[BEGIN Selection]
We have decided to vote for Option A in Governance Period 1, Algorand’s first and ongoing governance vote. Voting will conclude on November 14.
We thought it might be useful to publish why we are voting this way and hope to contribute to what is already an extremely vibrant community discussion.
Governance Period 1: What Is At Stake?
Starting in October this year, Algorand began transitioning toward decentralized governance. To participate in voting decisions, Governors lock up their ALGO for three month windows and then vote on proposed changes. They earn rewards by participating in governance. If they withdraw these ALGOs at any point, they lose the accrued rewards.
This describes the status quo (Option A).
Under Option B, not only will anyone who withdraws from governance lose the accrued rewards, they will also be slashed. Option B provides higher staking returns than Option A, designed to incentivize more community participation.
“Option B: Higher rewards and slashing. The Governance rewards amount for 2022 will be 362M Algos (90.5M per quarter) with a slashing mechanism: the rewards are distributed among the governors who vote and maintain the committed Algos in their wallet for the entire quarterly period. In case of failing to do so, Governors will be subject to an 8% slashing of their committed amount, on top of losing their rewards. The penalties that non-compliant governors pay will be returned to the global rewards pool in the AERP, to be used for future rewards.”
Option B Is At Odds With PPoS
We think that the introduction of slashing to Algorand governance could undermine some of the principles behind Pure Proof-of-Stake (PPoS). From the very beginning, Silvio Micali focused on PPoS as a protocol without incentives. The whole point is that unlike bonded PoS, there is no need to “punish bad behaviour”.
We believe that Algorand could become the most decentralized Layer 1 because of PPoS’ core properties. Cryptographic sortition is open to anyone. Every ALGO token has the same probability of being selected for the lottery. There are no major hardware requirements. Participants can buy more tokens, but they can’t privilege one ALGO against another.
Unlike bonded PoS, Algorand doesn’t need to punish bad behavior. Proposal B breaks from this “no slashing” ethos, introducing an explicit penalty for non-compliant Governors.
PPoS was designed to escape the drawbacks of conventional PoS. Consensus on Algorand is easy to achieve and difficult to subvert, so easy that it doesn’t need to introduce complex incentives to motivate behavior. In practice, this helps Algorand avoid the wealth inequality and increased centralization that plagues other PoS systems.
To some extent, we think that option B diverges from these core principles.
Incentives Are A Slippery Slope
Option B does not explicitly undermine PPoS. The vote is about the treatment of Governors, not consensus on transactions.
[END Selection]
[BEGIN Supplied data]
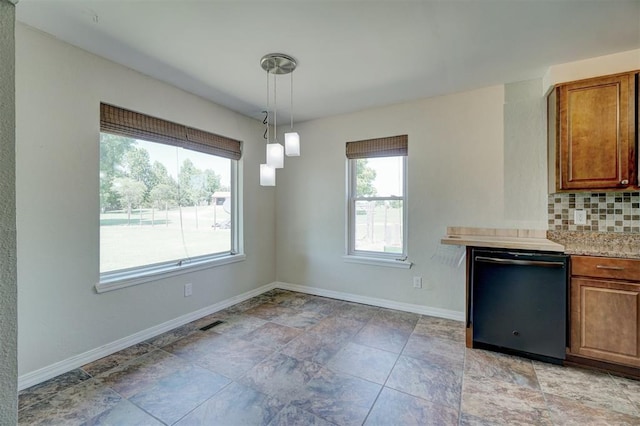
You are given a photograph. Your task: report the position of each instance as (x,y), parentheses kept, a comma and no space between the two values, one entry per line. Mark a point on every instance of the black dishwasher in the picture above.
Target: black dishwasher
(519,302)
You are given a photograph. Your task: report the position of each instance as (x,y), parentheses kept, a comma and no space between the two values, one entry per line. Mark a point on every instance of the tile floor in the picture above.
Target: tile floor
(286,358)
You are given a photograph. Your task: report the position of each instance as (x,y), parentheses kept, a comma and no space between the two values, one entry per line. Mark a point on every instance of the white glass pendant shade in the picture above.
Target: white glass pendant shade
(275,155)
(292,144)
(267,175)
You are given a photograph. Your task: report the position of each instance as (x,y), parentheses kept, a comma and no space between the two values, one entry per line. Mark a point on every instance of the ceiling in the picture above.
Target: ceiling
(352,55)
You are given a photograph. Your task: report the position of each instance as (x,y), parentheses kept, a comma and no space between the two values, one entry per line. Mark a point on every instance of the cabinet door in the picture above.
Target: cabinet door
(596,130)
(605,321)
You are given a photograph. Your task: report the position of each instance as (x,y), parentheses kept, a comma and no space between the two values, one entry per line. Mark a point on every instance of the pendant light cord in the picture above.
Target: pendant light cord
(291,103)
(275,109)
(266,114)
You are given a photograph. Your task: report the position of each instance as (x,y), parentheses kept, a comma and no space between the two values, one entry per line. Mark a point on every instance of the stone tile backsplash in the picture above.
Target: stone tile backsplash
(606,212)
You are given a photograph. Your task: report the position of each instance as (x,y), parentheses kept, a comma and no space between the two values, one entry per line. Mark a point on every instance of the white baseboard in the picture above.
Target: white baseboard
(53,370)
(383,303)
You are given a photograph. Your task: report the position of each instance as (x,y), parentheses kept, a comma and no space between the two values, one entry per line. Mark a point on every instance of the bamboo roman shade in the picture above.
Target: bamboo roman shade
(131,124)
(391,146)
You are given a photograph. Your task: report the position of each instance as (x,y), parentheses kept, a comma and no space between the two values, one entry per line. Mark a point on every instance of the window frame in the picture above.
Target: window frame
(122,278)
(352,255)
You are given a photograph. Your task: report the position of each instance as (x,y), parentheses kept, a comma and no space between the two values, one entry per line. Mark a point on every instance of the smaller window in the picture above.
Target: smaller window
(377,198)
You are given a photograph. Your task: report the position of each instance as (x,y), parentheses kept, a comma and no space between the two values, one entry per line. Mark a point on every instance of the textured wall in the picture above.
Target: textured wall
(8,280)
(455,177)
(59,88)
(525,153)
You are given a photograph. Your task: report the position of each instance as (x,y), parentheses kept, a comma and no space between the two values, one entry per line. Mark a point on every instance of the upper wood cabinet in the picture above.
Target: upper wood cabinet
[END Supplied data]
Required task
Write out word for word the passage of the Algorand governance post that opens with "PPoS was designed" and closes with "other PoS systems.".

Solution for this task
PPoS was designed to escape the drawbacks of conventional PoS. Consensus on Algorand is easy to achieve and difficult to subvert, so easy that it doesn’t need to introduce complex incentives to motivate behavior. In practice, this helps Algorand avoid the wealth inequality and increased centralization that plagues other PoS systems.